## Do this
Filter the records below, copying each line that contains the string "road"; matching is case-sensitive.
>>
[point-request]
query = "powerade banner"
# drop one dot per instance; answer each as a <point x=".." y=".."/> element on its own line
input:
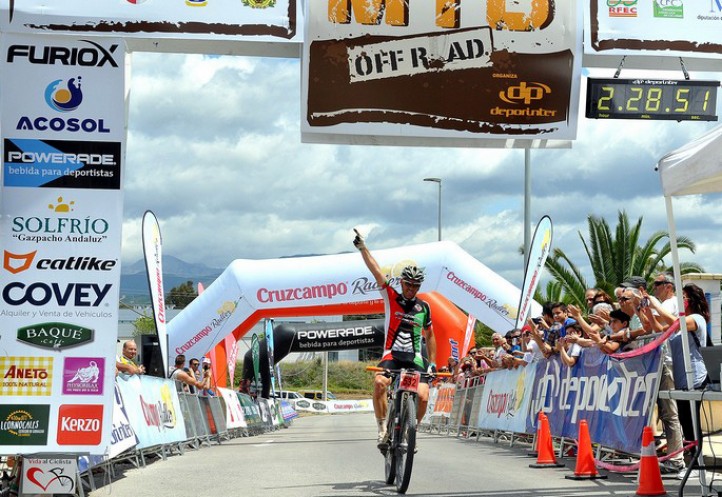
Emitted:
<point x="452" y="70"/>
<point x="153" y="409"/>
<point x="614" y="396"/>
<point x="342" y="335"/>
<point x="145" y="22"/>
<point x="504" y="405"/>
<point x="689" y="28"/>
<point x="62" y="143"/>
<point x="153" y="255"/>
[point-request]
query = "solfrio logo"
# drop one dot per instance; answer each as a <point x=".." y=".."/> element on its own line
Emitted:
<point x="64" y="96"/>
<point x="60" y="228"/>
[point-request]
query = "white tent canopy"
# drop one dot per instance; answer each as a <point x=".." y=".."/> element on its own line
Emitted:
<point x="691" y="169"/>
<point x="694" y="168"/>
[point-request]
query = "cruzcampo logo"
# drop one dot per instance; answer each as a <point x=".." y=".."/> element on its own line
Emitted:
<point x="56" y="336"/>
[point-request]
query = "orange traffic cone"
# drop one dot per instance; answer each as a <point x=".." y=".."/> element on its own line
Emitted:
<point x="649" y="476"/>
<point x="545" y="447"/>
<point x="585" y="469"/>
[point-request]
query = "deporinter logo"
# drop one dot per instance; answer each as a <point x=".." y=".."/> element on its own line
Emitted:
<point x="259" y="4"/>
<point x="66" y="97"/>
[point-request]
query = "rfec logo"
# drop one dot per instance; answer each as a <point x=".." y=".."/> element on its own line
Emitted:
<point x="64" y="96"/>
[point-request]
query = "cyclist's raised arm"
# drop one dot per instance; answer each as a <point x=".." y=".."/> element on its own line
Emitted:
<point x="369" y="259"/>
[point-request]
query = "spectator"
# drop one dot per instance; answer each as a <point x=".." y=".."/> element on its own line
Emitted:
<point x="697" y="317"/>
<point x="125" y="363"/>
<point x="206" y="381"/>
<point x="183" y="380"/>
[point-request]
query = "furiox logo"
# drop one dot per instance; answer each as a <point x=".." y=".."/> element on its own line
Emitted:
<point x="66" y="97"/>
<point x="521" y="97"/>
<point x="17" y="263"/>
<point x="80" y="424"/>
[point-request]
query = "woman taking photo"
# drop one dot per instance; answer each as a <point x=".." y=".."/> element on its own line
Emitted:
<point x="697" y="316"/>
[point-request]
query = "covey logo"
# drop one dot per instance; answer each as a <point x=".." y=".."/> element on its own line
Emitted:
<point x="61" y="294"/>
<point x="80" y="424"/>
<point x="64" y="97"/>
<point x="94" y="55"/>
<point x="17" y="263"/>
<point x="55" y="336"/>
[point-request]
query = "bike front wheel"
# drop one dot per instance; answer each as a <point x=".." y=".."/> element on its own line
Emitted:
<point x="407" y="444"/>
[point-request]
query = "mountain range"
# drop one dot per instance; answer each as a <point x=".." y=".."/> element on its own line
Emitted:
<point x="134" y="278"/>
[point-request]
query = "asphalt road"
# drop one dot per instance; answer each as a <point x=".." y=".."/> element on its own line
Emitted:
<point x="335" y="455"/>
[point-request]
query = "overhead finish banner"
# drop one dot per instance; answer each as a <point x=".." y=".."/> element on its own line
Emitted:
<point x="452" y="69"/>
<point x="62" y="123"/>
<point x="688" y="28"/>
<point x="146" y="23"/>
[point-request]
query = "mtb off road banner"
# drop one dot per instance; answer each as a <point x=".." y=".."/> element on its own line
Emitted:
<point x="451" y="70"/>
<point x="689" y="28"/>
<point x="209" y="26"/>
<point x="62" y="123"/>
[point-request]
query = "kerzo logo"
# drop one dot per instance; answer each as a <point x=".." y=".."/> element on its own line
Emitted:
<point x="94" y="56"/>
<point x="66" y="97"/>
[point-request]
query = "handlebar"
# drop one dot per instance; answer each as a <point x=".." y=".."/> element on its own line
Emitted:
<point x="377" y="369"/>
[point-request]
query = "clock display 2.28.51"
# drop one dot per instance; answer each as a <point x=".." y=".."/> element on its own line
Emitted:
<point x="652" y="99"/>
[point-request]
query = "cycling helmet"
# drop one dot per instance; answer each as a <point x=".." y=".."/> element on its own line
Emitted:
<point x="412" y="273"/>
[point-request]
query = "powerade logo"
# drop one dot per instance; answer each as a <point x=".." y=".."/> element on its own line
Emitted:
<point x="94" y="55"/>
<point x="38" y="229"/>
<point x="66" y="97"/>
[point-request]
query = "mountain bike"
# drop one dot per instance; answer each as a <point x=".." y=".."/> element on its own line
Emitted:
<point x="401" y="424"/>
<<
## Output of the exercise
query = "asphalt road"
query = "mtb off road banner"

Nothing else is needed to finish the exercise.